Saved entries
=-=-=-=-=

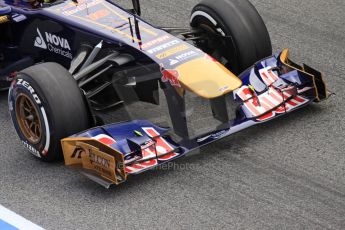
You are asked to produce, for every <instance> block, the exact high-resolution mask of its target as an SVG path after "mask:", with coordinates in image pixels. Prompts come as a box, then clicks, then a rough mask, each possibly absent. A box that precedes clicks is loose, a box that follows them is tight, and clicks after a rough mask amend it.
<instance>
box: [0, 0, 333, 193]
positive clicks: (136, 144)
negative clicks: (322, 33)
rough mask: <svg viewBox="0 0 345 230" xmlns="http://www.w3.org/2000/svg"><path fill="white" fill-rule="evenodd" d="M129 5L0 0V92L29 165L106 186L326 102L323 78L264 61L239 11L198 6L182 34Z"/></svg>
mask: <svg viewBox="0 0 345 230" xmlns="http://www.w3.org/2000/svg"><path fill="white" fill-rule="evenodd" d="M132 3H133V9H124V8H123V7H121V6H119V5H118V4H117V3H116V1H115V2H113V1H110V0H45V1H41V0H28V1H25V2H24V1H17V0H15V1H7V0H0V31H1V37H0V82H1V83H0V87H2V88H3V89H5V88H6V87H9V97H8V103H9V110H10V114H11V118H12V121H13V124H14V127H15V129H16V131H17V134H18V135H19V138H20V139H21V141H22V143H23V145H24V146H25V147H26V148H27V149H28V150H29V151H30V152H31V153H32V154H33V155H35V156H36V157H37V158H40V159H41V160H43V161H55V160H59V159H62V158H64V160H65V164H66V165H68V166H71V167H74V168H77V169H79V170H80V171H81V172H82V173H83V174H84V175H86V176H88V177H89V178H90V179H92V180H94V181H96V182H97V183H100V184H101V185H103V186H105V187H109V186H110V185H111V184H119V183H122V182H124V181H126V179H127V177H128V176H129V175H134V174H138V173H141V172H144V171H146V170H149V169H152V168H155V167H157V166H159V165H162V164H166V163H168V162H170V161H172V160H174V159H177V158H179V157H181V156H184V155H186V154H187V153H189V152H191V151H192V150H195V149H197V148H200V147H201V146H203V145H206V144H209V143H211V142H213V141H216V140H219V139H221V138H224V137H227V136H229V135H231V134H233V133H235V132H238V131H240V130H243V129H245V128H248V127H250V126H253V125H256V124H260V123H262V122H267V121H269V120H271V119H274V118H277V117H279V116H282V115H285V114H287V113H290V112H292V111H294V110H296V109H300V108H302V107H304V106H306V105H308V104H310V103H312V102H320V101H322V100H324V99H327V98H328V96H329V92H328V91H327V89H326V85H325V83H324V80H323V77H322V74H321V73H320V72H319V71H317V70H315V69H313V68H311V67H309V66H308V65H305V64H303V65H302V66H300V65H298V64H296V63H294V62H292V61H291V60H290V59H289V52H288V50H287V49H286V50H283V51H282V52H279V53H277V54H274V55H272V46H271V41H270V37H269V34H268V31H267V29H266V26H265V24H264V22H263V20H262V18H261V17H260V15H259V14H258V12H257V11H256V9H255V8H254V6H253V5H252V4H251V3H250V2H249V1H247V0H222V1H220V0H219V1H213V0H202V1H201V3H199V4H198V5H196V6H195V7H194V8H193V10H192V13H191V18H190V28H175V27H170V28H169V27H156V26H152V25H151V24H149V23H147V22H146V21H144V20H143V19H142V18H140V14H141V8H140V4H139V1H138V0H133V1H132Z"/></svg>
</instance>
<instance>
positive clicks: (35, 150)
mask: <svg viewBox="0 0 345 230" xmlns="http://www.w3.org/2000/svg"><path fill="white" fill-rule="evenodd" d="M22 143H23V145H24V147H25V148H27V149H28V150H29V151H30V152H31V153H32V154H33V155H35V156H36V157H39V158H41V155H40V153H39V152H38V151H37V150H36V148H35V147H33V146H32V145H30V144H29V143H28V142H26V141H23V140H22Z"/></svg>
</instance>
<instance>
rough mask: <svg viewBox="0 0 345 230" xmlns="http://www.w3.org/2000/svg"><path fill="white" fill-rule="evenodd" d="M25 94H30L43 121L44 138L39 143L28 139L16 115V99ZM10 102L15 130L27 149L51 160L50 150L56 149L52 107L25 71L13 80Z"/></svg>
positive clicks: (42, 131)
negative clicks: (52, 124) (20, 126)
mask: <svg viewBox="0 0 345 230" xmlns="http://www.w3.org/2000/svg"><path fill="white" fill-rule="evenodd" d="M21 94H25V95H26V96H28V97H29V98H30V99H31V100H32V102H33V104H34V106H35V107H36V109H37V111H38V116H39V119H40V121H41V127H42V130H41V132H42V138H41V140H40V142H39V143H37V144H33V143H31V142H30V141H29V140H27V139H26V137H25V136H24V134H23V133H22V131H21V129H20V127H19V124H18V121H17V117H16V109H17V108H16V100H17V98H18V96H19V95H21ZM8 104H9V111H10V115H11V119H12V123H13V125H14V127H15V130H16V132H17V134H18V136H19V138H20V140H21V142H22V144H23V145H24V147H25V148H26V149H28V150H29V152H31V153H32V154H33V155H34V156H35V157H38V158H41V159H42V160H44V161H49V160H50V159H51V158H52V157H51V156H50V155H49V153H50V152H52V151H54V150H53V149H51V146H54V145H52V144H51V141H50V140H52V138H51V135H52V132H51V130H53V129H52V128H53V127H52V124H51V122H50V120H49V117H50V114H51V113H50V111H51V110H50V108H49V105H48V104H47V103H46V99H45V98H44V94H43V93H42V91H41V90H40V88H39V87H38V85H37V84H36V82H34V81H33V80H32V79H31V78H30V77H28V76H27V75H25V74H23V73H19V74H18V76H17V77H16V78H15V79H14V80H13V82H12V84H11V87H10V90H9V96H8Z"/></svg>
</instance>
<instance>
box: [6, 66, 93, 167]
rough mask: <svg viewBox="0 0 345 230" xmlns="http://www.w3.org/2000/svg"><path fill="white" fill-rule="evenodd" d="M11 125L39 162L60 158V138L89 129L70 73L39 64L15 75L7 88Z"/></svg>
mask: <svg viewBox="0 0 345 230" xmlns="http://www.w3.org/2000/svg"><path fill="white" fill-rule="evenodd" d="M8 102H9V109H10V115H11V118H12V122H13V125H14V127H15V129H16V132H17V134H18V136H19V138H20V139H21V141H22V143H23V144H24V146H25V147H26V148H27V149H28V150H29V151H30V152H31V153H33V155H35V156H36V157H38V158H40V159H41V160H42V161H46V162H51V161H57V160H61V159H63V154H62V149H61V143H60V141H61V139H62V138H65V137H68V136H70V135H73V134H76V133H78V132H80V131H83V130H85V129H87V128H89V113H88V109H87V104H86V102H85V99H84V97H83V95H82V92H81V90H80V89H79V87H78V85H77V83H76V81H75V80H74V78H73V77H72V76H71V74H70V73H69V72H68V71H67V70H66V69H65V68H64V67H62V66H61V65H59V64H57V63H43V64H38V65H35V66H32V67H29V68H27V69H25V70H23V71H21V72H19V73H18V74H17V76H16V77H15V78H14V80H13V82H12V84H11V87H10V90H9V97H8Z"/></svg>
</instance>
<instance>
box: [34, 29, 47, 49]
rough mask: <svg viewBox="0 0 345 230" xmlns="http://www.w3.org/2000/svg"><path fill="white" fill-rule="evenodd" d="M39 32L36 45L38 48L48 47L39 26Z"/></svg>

=-=-=-=-=

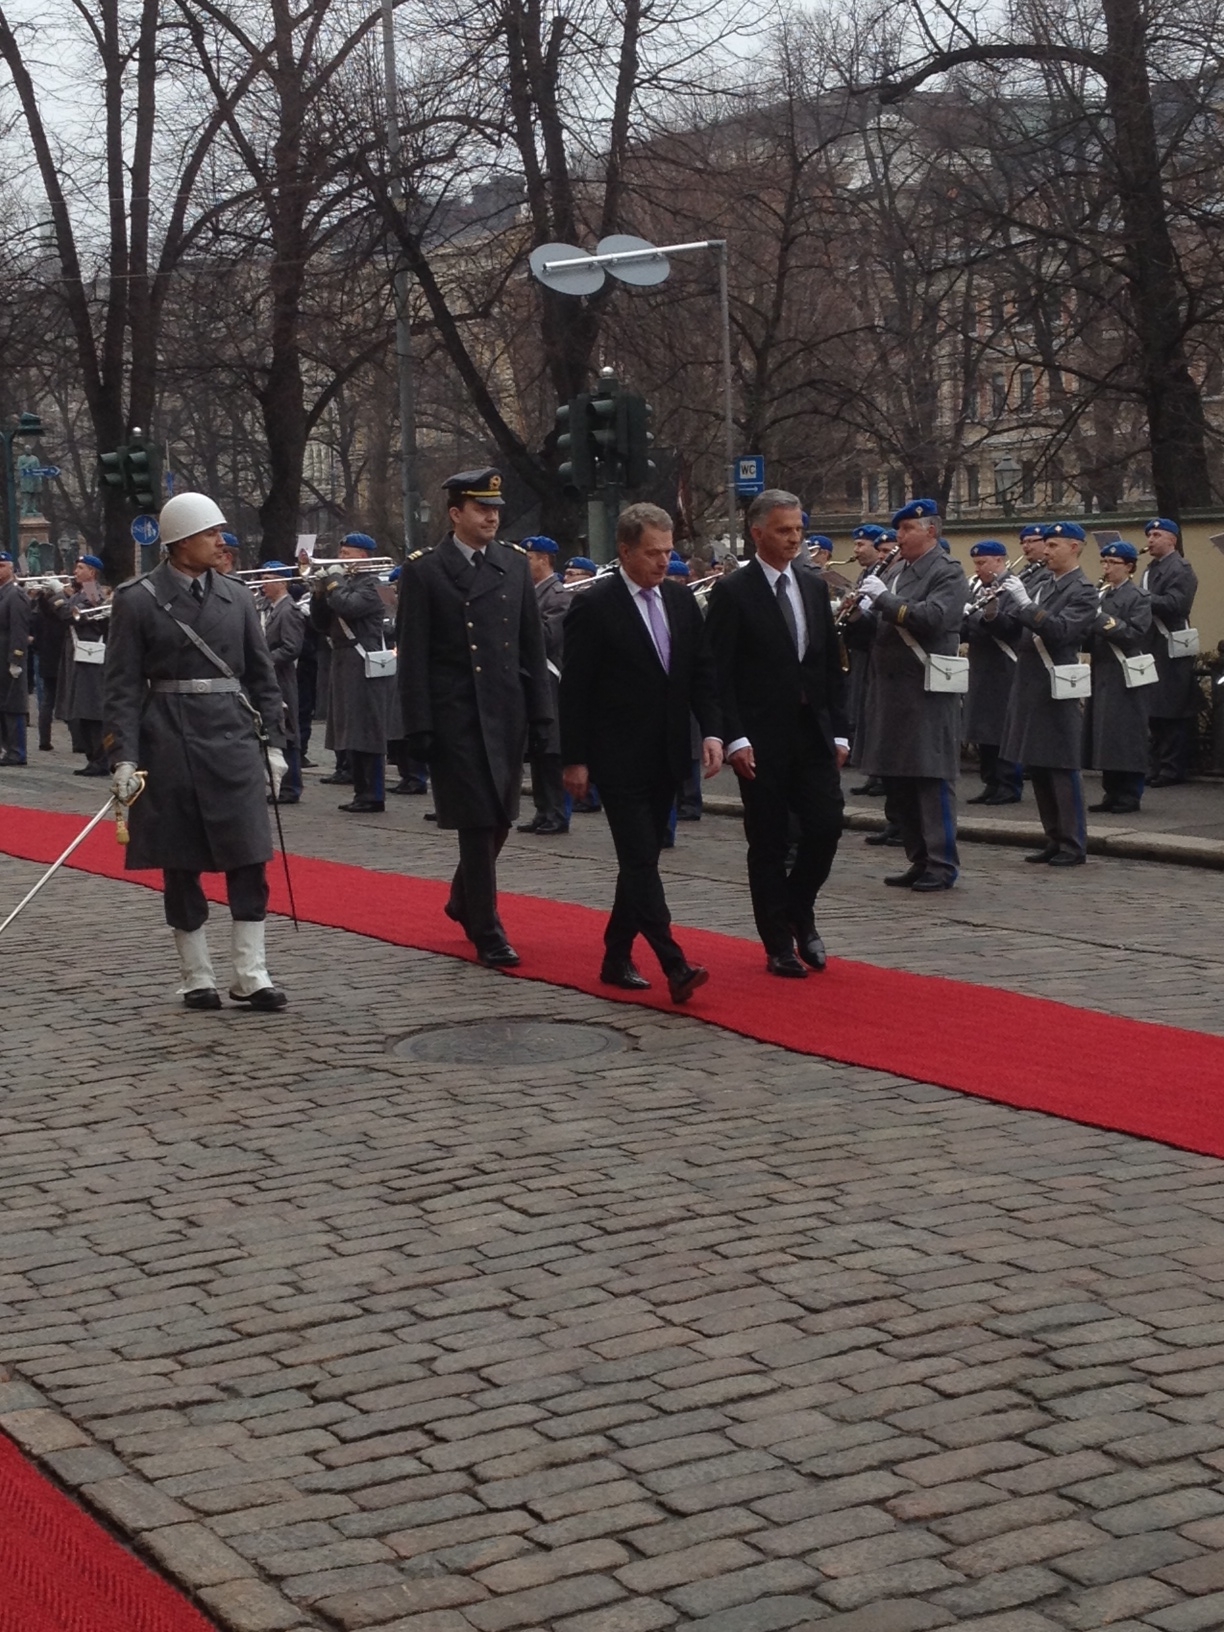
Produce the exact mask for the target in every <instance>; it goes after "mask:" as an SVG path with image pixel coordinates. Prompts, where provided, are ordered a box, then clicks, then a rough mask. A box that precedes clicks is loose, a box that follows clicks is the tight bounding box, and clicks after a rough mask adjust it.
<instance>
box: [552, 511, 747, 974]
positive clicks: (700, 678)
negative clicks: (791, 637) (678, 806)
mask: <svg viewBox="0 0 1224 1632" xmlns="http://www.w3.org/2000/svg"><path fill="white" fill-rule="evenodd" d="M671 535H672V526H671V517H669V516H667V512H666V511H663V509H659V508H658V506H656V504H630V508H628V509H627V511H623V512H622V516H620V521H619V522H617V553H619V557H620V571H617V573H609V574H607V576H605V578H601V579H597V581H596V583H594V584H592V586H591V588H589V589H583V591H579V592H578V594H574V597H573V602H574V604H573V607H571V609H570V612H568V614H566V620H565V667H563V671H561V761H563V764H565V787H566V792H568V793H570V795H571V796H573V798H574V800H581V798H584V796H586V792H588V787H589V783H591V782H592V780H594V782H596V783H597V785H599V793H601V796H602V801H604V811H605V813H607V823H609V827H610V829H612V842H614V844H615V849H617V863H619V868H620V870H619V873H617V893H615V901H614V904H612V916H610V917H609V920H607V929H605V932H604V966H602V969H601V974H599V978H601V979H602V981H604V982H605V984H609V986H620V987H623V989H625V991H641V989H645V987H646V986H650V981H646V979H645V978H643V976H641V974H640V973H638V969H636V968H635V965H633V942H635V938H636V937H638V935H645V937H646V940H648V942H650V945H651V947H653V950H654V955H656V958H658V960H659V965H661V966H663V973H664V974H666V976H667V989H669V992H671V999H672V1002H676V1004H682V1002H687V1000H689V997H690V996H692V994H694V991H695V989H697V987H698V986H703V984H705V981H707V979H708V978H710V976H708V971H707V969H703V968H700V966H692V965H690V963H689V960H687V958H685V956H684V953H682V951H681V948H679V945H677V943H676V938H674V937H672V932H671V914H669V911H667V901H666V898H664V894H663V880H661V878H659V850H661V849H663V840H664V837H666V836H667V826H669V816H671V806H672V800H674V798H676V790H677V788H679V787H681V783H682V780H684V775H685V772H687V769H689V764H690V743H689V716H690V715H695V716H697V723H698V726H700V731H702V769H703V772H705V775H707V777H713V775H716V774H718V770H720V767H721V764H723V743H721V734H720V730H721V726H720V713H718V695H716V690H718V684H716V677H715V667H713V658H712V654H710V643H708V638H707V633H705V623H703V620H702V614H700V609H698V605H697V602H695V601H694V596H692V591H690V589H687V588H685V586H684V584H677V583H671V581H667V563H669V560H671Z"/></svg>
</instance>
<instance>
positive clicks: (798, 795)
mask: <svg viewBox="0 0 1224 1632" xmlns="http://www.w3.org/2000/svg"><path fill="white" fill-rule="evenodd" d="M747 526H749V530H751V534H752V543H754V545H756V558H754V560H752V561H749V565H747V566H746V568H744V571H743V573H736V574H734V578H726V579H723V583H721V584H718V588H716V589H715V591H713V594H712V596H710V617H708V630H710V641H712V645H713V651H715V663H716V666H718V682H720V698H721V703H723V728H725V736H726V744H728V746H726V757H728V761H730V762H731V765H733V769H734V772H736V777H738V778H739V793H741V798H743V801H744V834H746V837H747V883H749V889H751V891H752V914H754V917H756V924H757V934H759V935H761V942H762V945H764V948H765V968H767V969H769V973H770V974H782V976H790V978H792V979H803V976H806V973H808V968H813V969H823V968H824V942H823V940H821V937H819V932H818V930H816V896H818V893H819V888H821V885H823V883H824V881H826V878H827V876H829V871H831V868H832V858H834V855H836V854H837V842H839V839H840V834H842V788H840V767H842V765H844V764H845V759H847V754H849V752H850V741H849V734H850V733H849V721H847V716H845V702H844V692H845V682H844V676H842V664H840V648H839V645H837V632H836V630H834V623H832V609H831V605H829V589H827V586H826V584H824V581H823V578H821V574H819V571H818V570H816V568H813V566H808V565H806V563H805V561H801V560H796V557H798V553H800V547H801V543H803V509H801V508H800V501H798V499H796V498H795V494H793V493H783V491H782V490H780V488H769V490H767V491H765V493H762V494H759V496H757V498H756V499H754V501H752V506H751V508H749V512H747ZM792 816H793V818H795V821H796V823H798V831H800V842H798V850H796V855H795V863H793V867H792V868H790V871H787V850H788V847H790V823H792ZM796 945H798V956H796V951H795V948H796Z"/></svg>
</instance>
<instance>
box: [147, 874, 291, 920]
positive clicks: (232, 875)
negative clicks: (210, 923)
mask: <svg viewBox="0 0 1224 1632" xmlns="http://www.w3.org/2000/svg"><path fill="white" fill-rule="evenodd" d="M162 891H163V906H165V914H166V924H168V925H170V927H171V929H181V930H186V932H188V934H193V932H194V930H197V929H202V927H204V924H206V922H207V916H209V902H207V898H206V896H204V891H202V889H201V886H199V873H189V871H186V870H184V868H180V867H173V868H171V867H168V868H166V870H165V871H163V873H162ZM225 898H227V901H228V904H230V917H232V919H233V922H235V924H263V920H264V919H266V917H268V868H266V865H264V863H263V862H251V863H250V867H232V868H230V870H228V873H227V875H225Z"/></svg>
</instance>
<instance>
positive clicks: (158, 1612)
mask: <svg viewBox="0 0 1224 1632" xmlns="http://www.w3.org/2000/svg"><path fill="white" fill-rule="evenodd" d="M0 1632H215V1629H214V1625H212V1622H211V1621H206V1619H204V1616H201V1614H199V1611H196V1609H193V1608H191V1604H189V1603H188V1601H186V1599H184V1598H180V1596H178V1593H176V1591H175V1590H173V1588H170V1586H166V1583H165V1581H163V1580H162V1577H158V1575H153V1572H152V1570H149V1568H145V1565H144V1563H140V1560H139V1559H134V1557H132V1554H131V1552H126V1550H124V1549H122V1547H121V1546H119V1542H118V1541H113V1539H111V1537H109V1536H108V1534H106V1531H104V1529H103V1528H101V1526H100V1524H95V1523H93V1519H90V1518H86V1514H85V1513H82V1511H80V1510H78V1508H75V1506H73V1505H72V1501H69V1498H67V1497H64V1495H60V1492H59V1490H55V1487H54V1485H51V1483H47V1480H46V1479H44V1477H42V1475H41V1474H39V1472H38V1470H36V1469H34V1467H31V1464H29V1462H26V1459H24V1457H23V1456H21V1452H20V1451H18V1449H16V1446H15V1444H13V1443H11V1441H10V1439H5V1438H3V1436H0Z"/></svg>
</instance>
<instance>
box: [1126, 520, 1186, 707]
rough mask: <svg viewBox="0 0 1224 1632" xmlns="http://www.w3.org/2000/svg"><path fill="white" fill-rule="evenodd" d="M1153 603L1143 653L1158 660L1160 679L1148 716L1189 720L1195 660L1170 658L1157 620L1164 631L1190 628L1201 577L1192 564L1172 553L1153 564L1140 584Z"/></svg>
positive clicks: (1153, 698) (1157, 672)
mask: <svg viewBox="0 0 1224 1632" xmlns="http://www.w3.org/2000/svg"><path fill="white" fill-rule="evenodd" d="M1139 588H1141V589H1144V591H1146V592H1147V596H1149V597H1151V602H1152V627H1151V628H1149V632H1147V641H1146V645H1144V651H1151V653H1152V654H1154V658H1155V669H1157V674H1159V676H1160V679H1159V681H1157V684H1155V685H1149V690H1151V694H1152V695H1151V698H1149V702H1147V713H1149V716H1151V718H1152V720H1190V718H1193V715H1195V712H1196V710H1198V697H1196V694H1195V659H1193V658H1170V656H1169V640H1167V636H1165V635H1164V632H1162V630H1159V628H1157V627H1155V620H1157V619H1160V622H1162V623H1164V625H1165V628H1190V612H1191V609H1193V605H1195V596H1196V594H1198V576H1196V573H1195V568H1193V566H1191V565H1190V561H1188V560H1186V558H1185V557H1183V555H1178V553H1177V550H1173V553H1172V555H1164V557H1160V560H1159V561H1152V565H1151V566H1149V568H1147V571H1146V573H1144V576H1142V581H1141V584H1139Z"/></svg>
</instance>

=-=-=-=-=

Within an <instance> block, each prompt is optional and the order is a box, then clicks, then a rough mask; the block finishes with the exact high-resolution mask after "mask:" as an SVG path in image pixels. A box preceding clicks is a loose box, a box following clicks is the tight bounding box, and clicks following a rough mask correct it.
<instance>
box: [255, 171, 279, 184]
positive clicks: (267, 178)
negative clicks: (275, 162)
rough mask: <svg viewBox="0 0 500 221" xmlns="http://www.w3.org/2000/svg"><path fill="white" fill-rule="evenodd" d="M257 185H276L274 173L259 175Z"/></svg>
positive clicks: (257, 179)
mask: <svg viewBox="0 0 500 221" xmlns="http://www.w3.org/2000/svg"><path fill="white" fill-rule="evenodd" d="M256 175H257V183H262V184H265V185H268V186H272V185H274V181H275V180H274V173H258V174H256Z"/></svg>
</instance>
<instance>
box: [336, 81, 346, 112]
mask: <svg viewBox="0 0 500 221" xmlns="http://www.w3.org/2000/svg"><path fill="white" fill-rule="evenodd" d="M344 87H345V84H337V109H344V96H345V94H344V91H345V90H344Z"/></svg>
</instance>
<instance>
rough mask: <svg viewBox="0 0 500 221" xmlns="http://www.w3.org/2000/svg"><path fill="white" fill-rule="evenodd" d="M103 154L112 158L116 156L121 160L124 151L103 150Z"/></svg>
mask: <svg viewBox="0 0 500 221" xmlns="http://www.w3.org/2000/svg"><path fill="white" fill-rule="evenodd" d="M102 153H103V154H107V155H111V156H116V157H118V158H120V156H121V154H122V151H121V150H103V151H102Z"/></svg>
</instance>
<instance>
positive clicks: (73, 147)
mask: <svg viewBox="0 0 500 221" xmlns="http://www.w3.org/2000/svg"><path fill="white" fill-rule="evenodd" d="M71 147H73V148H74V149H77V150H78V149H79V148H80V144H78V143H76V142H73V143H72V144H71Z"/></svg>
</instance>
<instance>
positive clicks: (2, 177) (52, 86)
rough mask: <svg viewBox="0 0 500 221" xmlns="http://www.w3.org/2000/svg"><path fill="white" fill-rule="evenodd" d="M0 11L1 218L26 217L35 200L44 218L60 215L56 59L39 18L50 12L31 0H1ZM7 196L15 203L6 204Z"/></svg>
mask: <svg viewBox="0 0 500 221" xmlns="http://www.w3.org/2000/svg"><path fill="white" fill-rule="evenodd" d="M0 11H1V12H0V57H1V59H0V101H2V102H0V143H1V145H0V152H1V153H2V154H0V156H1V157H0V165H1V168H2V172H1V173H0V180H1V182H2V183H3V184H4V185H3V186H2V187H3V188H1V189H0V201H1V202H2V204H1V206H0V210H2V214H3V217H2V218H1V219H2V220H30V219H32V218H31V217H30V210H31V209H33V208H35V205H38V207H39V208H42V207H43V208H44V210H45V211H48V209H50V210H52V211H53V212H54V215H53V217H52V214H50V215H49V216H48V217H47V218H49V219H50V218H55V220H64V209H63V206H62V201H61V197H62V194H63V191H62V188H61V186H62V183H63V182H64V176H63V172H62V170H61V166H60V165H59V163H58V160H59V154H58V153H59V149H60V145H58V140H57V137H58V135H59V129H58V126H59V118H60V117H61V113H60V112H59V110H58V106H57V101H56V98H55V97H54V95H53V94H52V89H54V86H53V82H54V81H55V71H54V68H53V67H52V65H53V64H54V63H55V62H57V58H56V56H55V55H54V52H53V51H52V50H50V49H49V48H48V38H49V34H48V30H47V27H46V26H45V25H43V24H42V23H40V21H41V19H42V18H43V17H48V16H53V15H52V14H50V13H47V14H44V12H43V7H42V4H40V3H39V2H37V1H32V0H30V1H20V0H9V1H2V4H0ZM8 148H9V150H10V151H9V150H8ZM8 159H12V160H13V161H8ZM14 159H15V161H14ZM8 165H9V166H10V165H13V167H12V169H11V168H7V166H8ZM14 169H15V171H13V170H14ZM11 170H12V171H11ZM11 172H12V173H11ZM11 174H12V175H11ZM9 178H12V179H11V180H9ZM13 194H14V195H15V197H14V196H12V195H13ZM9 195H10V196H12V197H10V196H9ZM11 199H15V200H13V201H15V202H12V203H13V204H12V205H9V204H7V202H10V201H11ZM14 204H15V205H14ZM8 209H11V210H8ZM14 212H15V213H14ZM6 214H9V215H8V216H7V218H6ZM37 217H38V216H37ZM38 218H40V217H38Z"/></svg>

=-=-=-=-=

→ Problem to work on:
All lines above containing the string "loose": copy each one.

→ Finished exercise:
You are asked to produce, for every <instance> block, the exact high-resolution mask of its target as an SVG path after "mask:", with coordinates in image pixels. Prompts come as a box, then clicks, then a rough mask, each possibly absent. A box that precedes clicks is loose, a box that follows them is tight, and clicks after a rough mask amend it.
Produce the exact mask for the target in every <instance>; it goes after "mask:" as an SVG path with image pixel coordinates. Prompts, where provided, are ordered a box, then clicks, then a rough mask. A box that precedes clicks is loose, a box that follows clicks is the tight bounding box, and clicks after a rough mask adjust it.
Within an <instance> block, each prompt is optional and the order is a box, then clicks, then a rough mask; the block finishes with the exact high-resolution mask after "mask:" as an SVG path in image pixels. A box preceding clicks is a loose box, a box following clicks is the tight bounding box, and clicks following a rough mask correct it.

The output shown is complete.